- _ABOUT THIS TASK_:
Restate word for word the lines in the listing below, starting at the line containing "Target: white window blinds" and ending at the line containing "Objective — one point per instance of the black picture", both included; leave out the rest.

<<<<

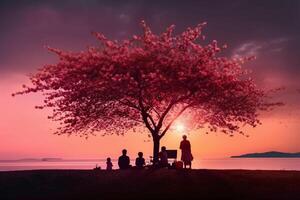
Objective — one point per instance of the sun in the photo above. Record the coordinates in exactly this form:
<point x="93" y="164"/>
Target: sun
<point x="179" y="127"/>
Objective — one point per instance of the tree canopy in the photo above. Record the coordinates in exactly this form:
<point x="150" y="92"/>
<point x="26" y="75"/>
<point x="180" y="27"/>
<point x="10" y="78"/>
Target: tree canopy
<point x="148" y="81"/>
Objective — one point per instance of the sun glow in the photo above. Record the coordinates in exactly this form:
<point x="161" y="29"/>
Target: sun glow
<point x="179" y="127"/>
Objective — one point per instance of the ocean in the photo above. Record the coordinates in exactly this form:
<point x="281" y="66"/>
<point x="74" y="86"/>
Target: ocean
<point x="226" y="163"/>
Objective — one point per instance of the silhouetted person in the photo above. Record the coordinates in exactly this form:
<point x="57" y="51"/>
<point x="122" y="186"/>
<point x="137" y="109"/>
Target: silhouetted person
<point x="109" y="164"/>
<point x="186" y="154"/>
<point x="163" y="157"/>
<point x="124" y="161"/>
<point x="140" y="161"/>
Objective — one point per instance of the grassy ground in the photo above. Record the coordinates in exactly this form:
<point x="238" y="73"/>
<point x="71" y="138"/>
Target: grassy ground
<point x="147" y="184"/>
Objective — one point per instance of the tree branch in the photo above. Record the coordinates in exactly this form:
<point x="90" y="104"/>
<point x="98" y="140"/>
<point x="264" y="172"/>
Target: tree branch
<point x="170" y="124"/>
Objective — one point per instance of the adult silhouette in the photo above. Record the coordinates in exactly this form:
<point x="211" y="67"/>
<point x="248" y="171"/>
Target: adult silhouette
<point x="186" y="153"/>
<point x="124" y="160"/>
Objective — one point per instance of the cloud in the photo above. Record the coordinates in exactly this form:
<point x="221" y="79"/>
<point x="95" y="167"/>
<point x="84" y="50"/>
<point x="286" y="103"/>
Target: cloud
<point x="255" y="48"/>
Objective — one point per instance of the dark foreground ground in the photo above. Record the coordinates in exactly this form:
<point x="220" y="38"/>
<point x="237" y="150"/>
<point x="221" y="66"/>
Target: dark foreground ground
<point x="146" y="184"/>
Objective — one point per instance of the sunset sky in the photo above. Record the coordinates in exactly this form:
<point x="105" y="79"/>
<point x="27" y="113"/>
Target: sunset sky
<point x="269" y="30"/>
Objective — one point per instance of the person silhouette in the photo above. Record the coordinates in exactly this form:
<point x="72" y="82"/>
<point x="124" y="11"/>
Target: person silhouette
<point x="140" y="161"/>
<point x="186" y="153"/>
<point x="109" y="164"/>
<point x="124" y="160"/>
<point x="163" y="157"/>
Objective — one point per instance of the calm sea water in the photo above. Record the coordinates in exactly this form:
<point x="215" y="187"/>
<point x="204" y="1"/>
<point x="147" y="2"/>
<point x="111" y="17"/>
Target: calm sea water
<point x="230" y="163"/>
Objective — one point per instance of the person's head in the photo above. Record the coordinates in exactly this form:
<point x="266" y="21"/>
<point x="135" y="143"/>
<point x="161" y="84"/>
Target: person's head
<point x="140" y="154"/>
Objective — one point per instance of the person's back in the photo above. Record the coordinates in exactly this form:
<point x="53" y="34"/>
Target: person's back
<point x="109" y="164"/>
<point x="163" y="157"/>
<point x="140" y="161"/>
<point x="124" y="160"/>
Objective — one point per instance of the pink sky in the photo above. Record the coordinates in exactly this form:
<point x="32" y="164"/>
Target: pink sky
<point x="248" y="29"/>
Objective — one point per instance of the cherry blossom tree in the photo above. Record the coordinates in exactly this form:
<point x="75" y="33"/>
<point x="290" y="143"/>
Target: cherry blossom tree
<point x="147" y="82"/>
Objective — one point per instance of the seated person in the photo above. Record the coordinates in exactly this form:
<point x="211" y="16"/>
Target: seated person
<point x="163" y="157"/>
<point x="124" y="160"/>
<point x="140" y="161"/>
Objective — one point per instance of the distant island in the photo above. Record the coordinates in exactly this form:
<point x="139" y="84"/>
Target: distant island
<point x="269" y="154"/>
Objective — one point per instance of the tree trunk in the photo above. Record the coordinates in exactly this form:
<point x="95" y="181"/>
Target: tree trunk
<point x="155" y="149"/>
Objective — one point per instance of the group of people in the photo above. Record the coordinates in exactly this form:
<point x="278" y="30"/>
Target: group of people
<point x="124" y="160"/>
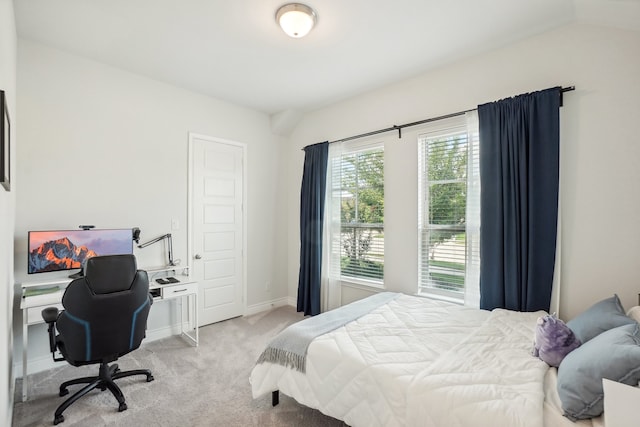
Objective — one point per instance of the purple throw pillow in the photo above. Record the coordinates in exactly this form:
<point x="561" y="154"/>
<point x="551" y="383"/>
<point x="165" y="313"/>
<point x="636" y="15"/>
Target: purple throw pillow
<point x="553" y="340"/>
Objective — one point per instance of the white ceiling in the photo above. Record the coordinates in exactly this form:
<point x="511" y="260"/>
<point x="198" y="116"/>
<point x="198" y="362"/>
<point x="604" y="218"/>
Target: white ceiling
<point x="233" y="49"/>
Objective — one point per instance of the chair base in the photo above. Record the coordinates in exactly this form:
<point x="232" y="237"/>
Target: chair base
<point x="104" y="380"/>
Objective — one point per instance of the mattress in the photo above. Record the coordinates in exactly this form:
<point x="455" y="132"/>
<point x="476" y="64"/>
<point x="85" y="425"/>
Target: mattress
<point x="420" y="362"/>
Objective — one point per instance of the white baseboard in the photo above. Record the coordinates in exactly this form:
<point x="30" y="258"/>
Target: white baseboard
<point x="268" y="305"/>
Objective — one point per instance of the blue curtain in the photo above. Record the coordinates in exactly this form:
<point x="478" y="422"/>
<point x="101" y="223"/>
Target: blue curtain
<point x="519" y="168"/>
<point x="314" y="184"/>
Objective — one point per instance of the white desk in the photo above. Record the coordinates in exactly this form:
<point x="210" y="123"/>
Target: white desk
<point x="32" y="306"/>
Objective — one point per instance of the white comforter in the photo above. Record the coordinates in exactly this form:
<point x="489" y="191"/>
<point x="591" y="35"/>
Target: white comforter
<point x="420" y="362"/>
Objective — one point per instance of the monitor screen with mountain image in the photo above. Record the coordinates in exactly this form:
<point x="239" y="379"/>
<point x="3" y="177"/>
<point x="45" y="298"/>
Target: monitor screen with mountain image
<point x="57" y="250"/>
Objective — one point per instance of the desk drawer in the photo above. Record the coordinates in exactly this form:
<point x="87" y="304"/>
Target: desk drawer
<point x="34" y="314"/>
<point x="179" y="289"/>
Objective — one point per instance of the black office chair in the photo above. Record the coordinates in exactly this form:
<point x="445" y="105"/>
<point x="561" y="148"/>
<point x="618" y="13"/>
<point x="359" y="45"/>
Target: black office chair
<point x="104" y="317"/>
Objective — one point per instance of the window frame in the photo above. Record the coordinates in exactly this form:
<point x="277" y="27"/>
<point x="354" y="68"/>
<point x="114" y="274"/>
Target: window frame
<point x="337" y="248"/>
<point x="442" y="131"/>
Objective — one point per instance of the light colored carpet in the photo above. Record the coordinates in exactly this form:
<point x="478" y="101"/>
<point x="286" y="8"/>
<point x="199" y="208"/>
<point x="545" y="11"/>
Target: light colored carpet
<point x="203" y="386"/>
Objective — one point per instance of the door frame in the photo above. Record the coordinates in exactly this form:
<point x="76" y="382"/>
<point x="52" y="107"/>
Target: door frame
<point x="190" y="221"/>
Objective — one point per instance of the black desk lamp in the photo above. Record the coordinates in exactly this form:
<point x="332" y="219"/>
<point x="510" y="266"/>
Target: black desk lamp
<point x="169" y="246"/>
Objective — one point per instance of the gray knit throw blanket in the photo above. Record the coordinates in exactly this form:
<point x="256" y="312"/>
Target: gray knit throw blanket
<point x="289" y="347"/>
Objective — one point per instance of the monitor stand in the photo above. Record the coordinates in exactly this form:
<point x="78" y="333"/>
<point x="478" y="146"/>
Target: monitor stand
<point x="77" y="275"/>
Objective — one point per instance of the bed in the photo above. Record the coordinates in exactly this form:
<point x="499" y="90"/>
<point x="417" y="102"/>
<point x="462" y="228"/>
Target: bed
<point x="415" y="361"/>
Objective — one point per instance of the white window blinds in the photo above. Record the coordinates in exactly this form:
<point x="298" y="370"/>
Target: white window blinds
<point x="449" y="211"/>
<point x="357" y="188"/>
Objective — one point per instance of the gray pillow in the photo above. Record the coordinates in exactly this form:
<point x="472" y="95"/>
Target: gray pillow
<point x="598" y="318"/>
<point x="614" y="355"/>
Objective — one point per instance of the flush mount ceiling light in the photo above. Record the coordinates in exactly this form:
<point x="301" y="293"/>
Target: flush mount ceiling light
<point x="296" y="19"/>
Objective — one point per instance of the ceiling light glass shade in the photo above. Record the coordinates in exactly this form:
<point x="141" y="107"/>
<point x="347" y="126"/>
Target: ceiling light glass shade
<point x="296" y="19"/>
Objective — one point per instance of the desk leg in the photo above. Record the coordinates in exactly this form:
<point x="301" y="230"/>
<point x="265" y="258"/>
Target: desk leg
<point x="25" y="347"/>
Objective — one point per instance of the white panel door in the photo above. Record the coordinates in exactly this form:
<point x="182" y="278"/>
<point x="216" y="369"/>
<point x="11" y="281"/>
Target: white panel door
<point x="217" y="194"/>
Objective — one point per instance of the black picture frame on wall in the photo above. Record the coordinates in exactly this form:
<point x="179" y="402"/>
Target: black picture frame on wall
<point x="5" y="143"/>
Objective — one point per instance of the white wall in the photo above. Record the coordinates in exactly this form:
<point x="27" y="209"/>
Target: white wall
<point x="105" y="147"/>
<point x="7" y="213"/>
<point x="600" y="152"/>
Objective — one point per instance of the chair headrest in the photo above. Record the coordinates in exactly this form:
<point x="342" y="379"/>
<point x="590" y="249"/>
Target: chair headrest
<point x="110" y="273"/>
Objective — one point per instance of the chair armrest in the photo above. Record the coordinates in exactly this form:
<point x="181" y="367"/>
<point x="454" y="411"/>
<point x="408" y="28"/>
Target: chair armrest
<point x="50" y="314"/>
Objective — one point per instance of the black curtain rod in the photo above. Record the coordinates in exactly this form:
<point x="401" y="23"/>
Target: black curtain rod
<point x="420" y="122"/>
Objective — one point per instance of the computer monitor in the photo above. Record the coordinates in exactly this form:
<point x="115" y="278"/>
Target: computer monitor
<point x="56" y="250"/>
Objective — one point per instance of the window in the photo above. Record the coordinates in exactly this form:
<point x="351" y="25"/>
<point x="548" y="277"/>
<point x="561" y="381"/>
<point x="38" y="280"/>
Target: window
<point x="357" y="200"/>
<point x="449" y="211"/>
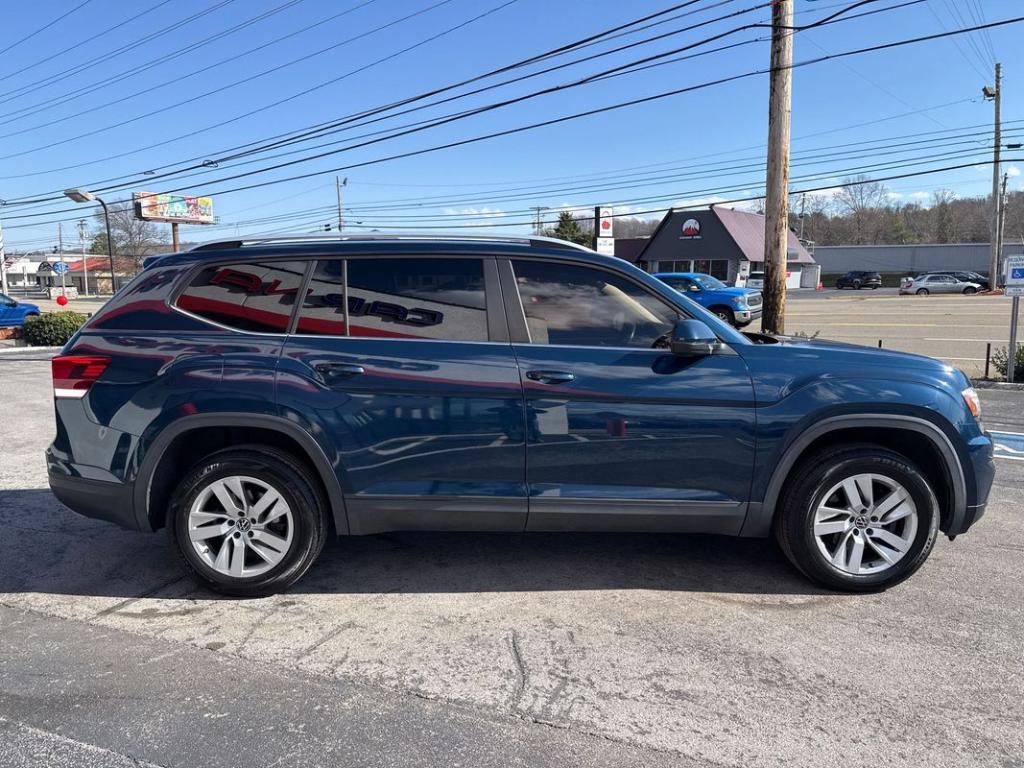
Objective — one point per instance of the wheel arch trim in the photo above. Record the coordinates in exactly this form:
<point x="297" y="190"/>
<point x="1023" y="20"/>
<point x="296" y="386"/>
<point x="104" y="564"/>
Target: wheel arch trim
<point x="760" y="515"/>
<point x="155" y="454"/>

>>>>

- _EXERCISE SOLUTION_:
Target: white window blinds
<point x="449" y="211"/>
<point x="357" y="188"/>
Objective — one point per instance of the gray pillow in the photo above. Record the coordinates in exactly this form:
<point x="472" y="95"/>
Target: gray pillow
<point x="598" y="318"/>
<point x="614" y="355"/>
Objective — one point per instance of the flush mount ceiling light in the photo above. Record the coordinates in exactly this form:
<point x="301" y="293"/>
Target: flush mount ceiling light
<point x="296" y="19"/>
Objective — one point per instance of the ceiling light glass shade in the photo above. Record the coordinates in exactly this form:
<point x="141" y="107"/>
<point x="347" y="126"/>
Target: ceiling light glass shade
<point x="296" y="19"/>
Objective — one point per instance of the desk leg in the photo above. Record the coordinates in exactly this form:
<point x="301" y="230"/>
<point x="265" y="258"/>
Target: desk leg
<point x="25" y="347"/>
Objective — one point per instance of the white panel door in the photo above. Record the coordinates in exactly this form:
<point x="182" y="278"/>
<point x="216" y="369"/>
<point x="11" y="281"/>
Target: white panel door
<point x="217" y="194"/>
Objective — one point per instance of the black picture frame on wall in the photo above. Record the coordinates in exactly this form:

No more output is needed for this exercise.